┌────────
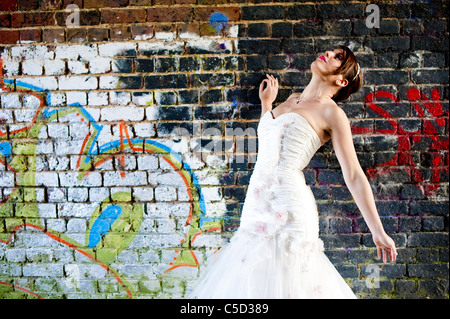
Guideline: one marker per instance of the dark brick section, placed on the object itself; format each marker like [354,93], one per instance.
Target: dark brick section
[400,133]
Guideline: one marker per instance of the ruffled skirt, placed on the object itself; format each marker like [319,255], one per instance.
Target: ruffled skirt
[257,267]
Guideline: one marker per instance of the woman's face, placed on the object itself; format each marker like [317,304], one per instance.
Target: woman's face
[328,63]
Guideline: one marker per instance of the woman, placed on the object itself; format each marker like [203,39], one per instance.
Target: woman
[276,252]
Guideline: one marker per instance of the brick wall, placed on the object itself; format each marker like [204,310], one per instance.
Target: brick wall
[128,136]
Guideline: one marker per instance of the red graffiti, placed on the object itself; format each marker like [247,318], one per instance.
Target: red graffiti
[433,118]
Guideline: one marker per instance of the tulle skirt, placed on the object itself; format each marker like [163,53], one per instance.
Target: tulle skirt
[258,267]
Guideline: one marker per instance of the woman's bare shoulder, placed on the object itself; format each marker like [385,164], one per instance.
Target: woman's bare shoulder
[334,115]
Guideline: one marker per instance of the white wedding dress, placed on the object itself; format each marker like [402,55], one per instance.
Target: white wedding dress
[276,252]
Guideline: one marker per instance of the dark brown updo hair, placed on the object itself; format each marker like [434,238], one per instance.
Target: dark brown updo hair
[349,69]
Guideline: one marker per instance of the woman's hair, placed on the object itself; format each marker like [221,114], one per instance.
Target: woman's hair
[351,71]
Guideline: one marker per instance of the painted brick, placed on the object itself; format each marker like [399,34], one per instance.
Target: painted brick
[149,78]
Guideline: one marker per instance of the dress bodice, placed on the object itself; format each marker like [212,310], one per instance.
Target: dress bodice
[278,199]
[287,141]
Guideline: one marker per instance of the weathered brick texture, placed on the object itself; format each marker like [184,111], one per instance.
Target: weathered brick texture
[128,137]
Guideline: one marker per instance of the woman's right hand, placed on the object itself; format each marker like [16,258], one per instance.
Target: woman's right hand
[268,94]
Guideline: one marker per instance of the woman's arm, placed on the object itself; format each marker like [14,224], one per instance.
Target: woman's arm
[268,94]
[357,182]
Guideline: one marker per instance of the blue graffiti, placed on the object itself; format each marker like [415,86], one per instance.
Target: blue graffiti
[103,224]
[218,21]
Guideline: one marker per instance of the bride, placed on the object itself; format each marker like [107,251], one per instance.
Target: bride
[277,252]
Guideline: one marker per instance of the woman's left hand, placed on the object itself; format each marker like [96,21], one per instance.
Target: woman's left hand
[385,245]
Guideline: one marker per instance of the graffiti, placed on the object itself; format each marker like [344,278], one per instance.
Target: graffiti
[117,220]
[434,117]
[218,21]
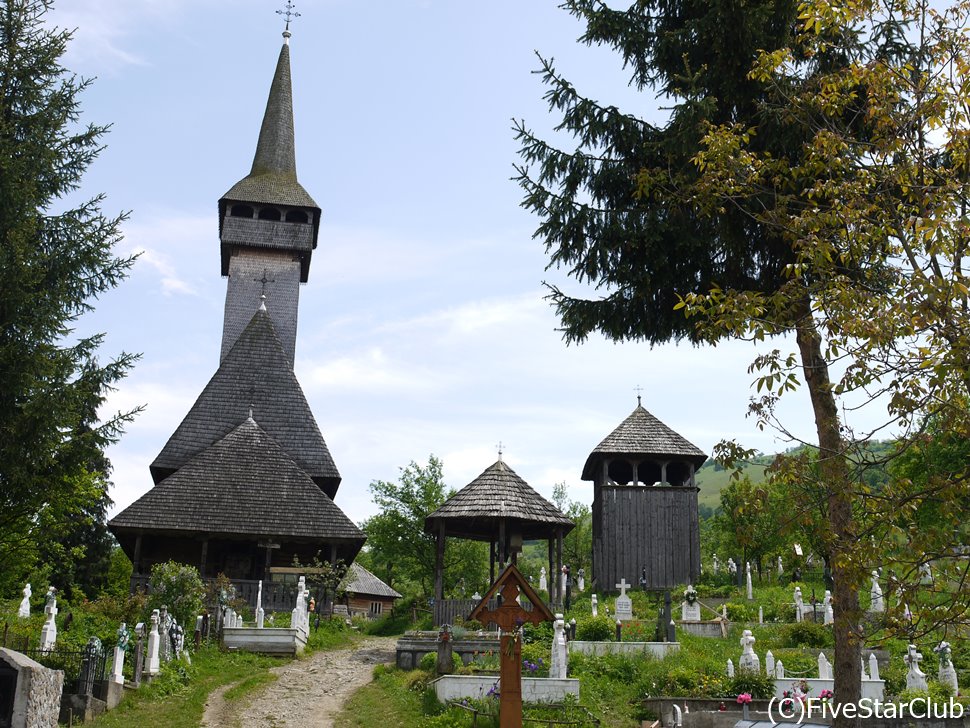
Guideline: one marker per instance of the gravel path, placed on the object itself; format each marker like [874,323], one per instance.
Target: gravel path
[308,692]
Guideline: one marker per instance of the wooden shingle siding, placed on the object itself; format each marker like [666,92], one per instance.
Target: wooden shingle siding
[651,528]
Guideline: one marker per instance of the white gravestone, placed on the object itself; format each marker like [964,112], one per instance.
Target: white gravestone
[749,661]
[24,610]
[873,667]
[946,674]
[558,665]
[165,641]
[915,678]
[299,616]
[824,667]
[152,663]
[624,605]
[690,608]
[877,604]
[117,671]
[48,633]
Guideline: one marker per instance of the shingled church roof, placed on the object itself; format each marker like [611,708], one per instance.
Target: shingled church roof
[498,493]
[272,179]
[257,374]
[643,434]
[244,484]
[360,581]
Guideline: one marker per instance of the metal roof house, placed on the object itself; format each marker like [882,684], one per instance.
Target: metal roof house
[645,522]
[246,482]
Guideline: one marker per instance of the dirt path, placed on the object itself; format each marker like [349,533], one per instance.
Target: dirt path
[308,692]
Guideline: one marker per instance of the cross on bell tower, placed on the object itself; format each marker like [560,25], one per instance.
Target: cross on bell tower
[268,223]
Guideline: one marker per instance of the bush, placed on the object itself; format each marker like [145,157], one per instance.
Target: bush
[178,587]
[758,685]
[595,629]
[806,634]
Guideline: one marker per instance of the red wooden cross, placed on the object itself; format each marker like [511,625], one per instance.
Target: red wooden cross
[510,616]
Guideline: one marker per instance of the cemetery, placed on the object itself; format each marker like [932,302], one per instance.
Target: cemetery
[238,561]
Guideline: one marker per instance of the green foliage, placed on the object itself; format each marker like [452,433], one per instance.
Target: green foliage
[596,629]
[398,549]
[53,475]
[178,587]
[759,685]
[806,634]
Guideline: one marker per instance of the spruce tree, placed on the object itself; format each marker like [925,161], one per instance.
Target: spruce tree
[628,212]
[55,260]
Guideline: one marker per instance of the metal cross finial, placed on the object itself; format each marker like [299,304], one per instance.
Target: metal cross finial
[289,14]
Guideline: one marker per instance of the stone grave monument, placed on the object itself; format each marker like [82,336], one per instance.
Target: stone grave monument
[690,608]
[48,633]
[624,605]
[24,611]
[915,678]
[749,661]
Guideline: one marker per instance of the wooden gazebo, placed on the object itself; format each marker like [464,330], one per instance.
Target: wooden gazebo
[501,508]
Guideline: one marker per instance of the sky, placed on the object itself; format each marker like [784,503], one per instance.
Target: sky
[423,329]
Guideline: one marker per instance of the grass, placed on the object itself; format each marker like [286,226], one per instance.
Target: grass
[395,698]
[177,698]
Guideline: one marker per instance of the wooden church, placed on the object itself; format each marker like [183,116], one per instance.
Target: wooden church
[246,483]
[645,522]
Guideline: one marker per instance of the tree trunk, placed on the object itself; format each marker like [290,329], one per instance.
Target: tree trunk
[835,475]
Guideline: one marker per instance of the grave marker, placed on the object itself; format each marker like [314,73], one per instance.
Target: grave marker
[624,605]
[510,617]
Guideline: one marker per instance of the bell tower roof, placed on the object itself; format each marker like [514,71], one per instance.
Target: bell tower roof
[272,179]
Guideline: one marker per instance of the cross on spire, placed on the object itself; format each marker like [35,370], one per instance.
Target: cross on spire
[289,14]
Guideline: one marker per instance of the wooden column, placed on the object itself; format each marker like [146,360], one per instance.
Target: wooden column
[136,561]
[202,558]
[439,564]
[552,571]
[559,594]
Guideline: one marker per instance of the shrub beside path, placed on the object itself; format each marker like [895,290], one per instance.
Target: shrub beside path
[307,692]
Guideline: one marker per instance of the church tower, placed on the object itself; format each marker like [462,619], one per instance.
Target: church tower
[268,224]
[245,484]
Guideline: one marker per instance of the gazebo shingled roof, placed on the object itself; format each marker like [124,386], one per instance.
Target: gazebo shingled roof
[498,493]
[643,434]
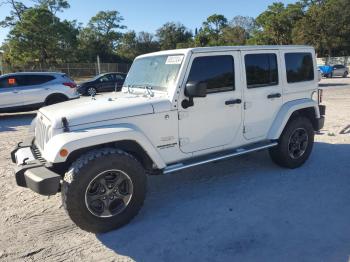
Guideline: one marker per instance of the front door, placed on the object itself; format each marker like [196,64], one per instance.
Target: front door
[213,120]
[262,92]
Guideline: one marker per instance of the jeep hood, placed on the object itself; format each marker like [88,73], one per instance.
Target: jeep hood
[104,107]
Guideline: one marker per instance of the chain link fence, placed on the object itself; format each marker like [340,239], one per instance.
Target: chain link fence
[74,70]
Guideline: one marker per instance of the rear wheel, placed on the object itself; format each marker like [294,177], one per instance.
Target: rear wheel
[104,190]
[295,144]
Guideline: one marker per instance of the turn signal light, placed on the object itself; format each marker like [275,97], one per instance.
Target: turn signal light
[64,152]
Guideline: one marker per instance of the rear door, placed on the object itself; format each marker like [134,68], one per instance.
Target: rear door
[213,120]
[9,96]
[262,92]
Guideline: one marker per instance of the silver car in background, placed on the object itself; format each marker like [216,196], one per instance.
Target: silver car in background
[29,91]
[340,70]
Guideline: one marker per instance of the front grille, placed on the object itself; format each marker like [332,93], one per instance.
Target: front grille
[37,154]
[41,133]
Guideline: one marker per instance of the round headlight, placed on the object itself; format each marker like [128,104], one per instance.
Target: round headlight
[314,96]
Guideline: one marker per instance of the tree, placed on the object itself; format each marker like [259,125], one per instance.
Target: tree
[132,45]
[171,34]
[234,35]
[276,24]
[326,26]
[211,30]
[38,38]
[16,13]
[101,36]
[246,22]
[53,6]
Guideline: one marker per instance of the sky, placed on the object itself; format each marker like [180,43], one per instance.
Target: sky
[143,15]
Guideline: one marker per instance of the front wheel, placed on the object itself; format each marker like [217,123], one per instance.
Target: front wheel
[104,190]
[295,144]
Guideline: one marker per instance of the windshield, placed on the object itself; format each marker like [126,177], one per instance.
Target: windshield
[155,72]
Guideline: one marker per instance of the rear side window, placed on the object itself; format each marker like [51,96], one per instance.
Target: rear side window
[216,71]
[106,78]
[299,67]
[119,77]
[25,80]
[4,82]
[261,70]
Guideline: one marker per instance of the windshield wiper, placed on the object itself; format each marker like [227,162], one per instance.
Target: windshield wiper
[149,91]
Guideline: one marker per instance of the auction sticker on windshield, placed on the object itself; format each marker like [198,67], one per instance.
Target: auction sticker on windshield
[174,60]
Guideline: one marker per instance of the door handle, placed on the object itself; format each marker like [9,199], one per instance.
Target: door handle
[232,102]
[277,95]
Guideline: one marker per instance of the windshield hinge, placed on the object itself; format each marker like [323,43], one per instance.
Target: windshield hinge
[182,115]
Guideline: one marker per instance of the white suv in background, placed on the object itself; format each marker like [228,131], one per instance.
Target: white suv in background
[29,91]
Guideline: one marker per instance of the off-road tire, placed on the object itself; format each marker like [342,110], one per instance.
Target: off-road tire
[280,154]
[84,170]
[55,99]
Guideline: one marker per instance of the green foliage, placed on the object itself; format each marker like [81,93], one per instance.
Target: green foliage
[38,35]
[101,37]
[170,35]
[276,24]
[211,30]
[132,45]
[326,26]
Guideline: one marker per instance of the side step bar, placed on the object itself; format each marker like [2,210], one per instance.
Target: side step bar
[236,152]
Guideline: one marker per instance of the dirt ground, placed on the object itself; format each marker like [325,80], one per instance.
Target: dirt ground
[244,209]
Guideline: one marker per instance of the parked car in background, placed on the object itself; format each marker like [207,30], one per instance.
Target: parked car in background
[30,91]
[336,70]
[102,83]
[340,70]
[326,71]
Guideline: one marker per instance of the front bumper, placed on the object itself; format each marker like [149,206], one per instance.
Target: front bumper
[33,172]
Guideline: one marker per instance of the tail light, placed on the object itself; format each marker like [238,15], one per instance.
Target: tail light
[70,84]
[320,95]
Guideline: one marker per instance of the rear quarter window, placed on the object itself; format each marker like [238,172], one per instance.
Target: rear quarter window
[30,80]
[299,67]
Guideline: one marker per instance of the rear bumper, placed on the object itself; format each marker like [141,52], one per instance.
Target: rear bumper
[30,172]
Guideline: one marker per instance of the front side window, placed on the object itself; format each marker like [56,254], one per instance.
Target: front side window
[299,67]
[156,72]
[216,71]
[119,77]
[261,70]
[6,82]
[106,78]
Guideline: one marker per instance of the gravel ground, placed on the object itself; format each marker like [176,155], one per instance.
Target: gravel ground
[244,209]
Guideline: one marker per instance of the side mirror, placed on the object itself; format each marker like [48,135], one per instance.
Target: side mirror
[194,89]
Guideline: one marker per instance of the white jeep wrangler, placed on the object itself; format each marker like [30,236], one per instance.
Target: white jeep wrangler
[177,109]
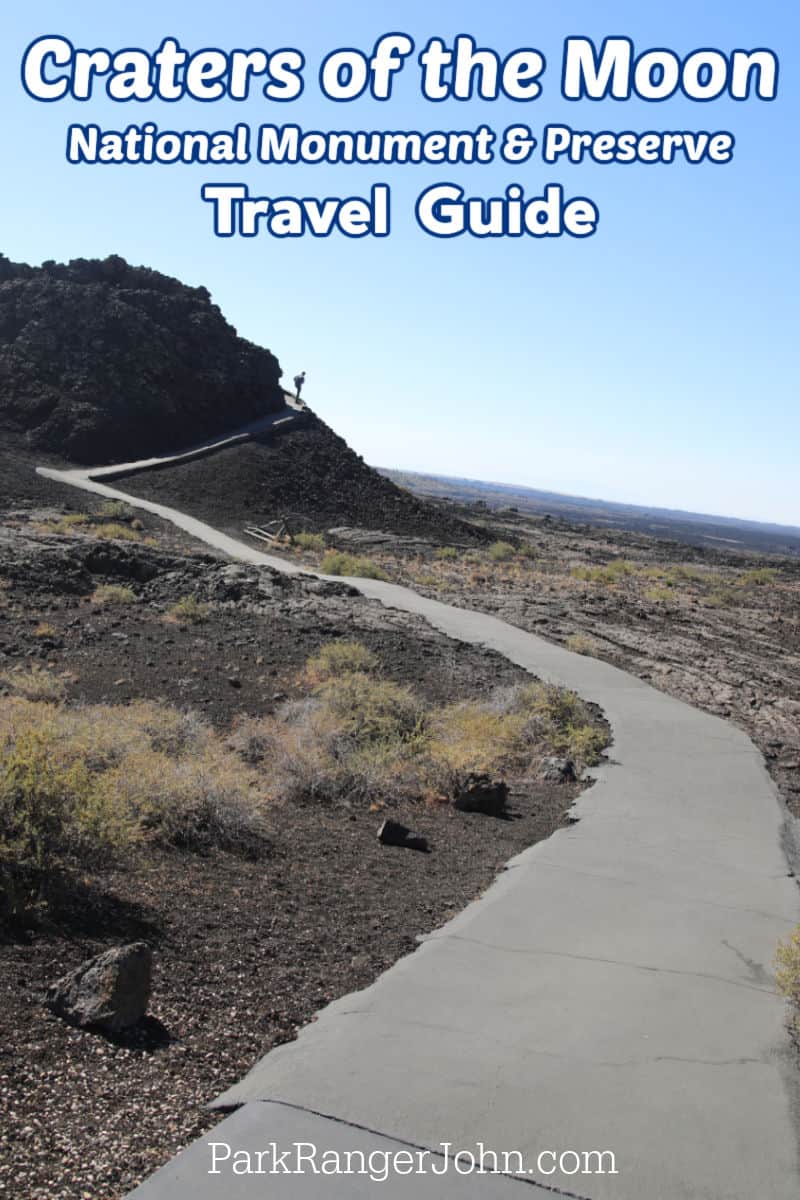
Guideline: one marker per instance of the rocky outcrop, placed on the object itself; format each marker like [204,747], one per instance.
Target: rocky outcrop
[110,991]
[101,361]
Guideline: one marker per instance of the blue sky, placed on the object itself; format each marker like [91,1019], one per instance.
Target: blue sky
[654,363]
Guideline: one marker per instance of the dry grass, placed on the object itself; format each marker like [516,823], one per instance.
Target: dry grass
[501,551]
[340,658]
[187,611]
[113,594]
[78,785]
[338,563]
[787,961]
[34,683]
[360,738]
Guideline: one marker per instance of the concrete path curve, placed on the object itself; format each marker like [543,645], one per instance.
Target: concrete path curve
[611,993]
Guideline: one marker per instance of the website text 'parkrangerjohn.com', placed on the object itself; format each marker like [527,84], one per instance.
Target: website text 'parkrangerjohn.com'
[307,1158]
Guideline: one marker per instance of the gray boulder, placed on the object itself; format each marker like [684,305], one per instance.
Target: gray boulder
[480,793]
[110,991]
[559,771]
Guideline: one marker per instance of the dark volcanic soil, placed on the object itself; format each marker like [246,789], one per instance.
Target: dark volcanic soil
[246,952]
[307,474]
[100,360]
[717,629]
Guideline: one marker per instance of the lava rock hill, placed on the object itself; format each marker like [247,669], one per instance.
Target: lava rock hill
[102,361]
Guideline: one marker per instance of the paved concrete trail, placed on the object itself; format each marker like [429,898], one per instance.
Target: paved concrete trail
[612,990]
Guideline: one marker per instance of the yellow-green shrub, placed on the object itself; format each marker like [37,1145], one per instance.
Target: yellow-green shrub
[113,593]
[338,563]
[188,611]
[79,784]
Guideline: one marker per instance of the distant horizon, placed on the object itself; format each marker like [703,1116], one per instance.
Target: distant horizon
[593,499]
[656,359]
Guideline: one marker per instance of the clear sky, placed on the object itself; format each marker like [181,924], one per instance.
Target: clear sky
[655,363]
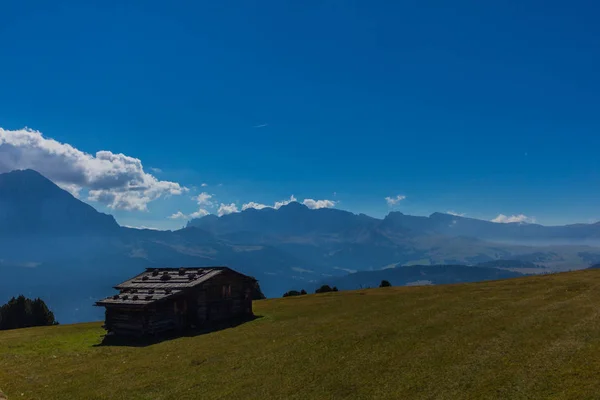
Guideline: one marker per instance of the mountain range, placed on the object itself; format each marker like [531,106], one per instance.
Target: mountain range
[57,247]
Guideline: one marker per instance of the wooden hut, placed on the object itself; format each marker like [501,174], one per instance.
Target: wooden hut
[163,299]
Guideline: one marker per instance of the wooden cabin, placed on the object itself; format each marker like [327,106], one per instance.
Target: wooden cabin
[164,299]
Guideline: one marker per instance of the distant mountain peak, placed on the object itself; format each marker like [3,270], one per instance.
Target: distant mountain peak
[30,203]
└────────
● Directive: Exactly the lines from the one with "Guideline: one marker per instance of the clear" through the end of the records should be written out, and only those. Pictures do not belong in the copy.

● Answer to the problem:
Guideline: one marker per instance of the clear sky, placed on the object itself; format each marker like [181,924], one per instance.
Target: clear sky
[655,363]
Guideline: one marker per instance of the mountain range, placed on the object itself; format each marker like [531,106], one per instance.
Target: mountain range
[57,247]
Guideline: one marker per instance of the wooden hut, placed on the object itself; format each marker like [501,174], one per instance.
Target: wooden hut
[163,299]
Guideline: one marker per instance of the wooden cabin, placed on the object itself; format each marker like [327,106], one per instance.
Target: wooden cabin
[164,299]
Guideline: one marker per instance of the distant mountain peak, placed on the object itself; format each marker like [3,270], one per instance.
Target: distant mountain peak
[30,203]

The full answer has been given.